**Task prompt**
A verbatim copy of the whole listing is what is needed.
START Excerpted records
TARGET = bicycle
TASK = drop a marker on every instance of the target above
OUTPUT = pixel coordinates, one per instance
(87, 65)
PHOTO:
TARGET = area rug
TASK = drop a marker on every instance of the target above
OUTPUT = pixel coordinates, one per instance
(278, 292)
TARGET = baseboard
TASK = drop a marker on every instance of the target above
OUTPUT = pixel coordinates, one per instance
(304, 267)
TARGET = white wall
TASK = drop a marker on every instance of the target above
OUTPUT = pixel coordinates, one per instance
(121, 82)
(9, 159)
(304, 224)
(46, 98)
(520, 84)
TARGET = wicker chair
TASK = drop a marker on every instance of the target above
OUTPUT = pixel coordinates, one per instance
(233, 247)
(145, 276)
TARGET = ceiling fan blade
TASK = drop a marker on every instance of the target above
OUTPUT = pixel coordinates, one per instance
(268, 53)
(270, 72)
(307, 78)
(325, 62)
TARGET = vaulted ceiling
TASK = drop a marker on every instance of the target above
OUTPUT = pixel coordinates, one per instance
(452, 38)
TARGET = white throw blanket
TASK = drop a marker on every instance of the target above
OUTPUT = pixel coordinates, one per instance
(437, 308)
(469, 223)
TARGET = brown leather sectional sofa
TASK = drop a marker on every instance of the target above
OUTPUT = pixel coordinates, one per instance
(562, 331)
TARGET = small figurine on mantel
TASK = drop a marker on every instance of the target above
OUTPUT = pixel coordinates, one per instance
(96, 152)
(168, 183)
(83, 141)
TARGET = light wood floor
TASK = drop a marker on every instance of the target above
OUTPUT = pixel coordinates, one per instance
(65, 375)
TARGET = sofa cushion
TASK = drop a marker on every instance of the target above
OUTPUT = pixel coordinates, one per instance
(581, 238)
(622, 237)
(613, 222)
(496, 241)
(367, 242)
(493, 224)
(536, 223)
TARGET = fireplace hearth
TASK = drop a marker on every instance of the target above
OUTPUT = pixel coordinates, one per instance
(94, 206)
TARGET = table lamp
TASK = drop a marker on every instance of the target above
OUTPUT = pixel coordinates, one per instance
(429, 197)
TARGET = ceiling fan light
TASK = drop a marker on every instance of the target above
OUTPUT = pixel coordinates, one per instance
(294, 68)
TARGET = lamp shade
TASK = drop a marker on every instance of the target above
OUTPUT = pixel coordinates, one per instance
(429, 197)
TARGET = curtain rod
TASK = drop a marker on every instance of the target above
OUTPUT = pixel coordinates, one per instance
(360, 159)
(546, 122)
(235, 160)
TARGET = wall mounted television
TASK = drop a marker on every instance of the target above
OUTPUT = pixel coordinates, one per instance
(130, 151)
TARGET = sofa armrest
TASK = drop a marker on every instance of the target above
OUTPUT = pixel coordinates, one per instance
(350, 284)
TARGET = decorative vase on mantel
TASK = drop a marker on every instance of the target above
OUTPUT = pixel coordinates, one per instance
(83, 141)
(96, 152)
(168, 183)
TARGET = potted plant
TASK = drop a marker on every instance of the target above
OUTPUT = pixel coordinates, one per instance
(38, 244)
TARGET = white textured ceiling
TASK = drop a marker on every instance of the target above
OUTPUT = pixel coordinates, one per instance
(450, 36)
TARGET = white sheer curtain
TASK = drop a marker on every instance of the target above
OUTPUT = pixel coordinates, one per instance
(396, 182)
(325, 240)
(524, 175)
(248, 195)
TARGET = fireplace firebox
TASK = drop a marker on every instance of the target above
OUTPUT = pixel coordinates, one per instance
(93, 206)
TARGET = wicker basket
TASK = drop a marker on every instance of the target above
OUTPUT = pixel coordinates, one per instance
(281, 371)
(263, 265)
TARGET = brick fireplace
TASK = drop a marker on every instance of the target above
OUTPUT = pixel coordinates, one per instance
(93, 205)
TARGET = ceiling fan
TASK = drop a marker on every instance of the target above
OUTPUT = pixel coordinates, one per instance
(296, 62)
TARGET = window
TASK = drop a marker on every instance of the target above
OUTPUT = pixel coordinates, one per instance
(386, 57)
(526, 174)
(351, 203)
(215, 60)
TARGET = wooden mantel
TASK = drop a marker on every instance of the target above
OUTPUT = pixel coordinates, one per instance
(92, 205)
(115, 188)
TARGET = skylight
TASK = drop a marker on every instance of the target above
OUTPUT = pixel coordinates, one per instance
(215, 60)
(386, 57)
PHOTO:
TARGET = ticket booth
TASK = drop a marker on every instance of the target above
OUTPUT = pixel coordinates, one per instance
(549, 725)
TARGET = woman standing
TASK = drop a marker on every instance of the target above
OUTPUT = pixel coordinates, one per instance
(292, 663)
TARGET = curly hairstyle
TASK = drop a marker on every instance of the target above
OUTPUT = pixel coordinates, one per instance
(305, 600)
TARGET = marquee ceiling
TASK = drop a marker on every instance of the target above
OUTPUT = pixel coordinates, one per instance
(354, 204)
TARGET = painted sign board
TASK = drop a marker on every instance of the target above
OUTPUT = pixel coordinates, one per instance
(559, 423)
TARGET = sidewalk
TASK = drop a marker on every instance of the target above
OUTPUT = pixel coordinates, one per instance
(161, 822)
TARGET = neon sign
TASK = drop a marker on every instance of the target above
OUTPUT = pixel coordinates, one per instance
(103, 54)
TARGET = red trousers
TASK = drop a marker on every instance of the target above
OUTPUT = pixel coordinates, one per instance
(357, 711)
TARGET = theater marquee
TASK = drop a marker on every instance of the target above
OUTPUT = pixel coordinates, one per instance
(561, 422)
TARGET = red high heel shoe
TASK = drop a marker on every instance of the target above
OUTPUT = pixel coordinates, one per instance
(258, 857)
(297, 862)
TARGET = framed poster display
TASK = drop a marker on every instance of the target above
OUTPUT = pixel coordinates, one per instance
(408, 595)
END Excerpted records
**Final answer**
TARGET = bicycle
TASK = drop a marker on every instance of the target above
OUTPUT = pixel coordinates, one per instance
(87, 65)
PHOTO:
TARGET = area rug
TASK = drop a marker on every instance of the target above
OUTPUT = pixel coordinates, one per instance
(278, 292)
TARGET = baseboard
TASK = drop a marker on every instance of the target above
OUTPUT = pixel coordinates, one per instance
(304, 267)
TARGET = white wall
TASK = drop a marker on every instance of the target above
OUTPUT = pixel coordinates, one per instance
(121, 82)
(9, 159)
(304, 224)
(46, 98)
(520, 84)
TARGET = wicker chair
TASK = drop a marker on every instance of the target above
OUTPUT = pixel coordinates, one per instance
(233, 247)
(145, 276)
TARGET = ceiling fan blade
TASK = drop a marker on every instance of the target above
OUTPUT = pixel coordinates, one per instance
(268, 53)
(270, 72)
(307, 78)
(325, 62)
TARGET = vaulted ceiling
TASK = drop a marker on every instance of the target above
OUTPUT = pixel coordinates, one per instance
(452, 38)
TARGET = white throw blanket
TASK = drop a marker on every instance of the target above
OUTPUT = pixel coordinates, one per instance
(437, 308)
(469, 223)
TARGET = brown leather sectional sofa
TASK = drop a marker on every instance of the target above
OUTPUT = pixel coordinates, one per instance
(562, 331)
TARGET = small figurine on mantel
TASK = drop a marker on every instance of the target above
OUTPUT = pixel coordinates, one per instance
(96, 152)
(168, 183)
(83, 141)
TARGET = light wood floor
TASK = drop a marker on every instance of the target above
OUTPUT = pixel coordinates, one per instance
(65, 375)
TARGET = sofa cushion
TASK = drop a marker on every instance of the target above
OUTPUT = pixel coordinates, one per instance
(581, 238)
(622, 237)
(613, 222)
(496, 241)
(367, 242)
(493, 224)
(536, 223)
TARGET = fireplace hearth
TASK = drop a marker on every instance of the target above
OUTPUT = pixel coordinates, one per instance
(94, 206)
TARGET = table lamp
TASK = drop a marker on every instance of the target above
OUTPUT = pixel coordinates, one per instance
(429, 197)
TARGET = ceiling fan light
TASK = drop a marker on every instance of the target above
OUTPUT = pixel coordinates, one per instance
(294, 68)
TARGET = lamp shade
TASK = drop a marker on every instance of the target above
OUTPUT = pixel coordinates, one per instance
(429, 197)
TARGET = curtain rod
TASK = drop a marker on every instance of the target above
OUTPUT = pixel coordinates, one per instance
(360, 159)
(546, 122)
(235, 160)
TARGET = wall mounted television
TASK = drop a marker on every instance of the target above
OUTPUT = pixel coordinates, one per instance
(130, 151)
TARGET = sofa armrest
TASK = drop a marker on every instance of the target above
OUTPUT = pixel coordinates, one per instance
(350, 284)
TARGET = decorative vase on mantel
TASK = drop a marker on every instance of the target above
OUTPUT = pixel coordinates, one per instance
(83, 141)
(96, 152)
(168, 183)
TARGET = potted plant
TASK = drop a marker on every instance of the target above
OUTPUT = pixel coordinates, one per instance
(38, 244)
TARGET = white textured ceiling
TASK = drop a marker on every instance of the target above
OUTPUT = pixel coordinates, one per instance
(450, 36)
TARGET = white sheer curtain
TASK = drop a marker on every instance of the target above
OUTPUT = pixel coordinates, one per instance
(396, 182)
(325, 240)
(524, 175)
(248, 195)
TARGET = fireplace firebox
TASK = drop a marker on every instance of the target above
OUTPUT = pixel coordinates, one per instance
(93, 206)
TARGET = wicker basket
TASK = drop a marker on every instance of the target above
OUTPUT = pixel coordinates, one per instance
(281, 371)
(263, 265)
TARGET = brick fireplace
TASK = drop a marker on every instance of the target above
OUTPUT = pixel coordinates, one per instance
(93, 205)
TARGET = ceiling fan
TASK = drop a marker on every instance of the target above
OUTPUT = pixel coordinates, one per instance
(296, 62)
TARGET = window
TASK = drop a marker on every instance of the target above
OUTPUT = pixel coordinates, one per instance
(386, 57)
(526, 174)
(351, 203)
(215, 60)
TARGET = wooden mantel
TASK = drop a marker on every instance of the target above
OUTPUT = pixel coordinates, one per instance
(92, 205)
(115, 188)
TARGET = skylight
TASK = drop a marker on every instance of the target above
OUTPUT = pixel coordinates, one per instance
(215, 60)
(386, 57)
PHOTO:
TARGET = ticket booth
TASK = drop a marker on every instance of the target above
OUTPUT = pixel coordinates, one per instance
(549, 725)
TARGET = woman standing
TASK = drop a marker on every instance of the target above
OUTPUT = pixel coordinates, one per instance
(292, 663)
TARGET = curly hairstyle
TASK = drop a marker on every instance of the target above
OUTPUT = pixel coordinates, one per instance
(305, 600)
TARGET = marquee ceiling
TASK = drop a marker on every instance of the target above
OUTPUT = pixel coordinates, one per instance
(354, 204)
TARGET = painted sign board
TASK = drop a marker on every instance of the target above
OUTPUT = pixel coordinates, one per instance
(559, 423)
TARGET = sidewalk
TASK = drop a marker on every instance of the target above
OUTPUT = pixel coordinates, one per instance
(161, 822)
TARGET = neon sign
TASK = drop a marker on every instance of the target above
OUTPUT = pixel coordinates, one per instance
(103, 54)
TARGET = red trousers
TASK = drop a marker on every instance of the target above
OUTPUT = pixel coordinates, one per instance
(357, 711)
TARGET = theater marquee
TASK = drop a marker on every instance of the target above
OUTPUT = pixel coordinates, one per instance
(561, 422)
TARGET = red high heel shoe
TASK = drop a marker on every instance of the target above
OUTPUT = pixel coordinates, one per instance
(258, 857)
(297, 862)
TARGET = framed poster display
TASK = drop a marker on every instance of the target above
OUTPUT = pixel coordinates, one per instance
(408, 595)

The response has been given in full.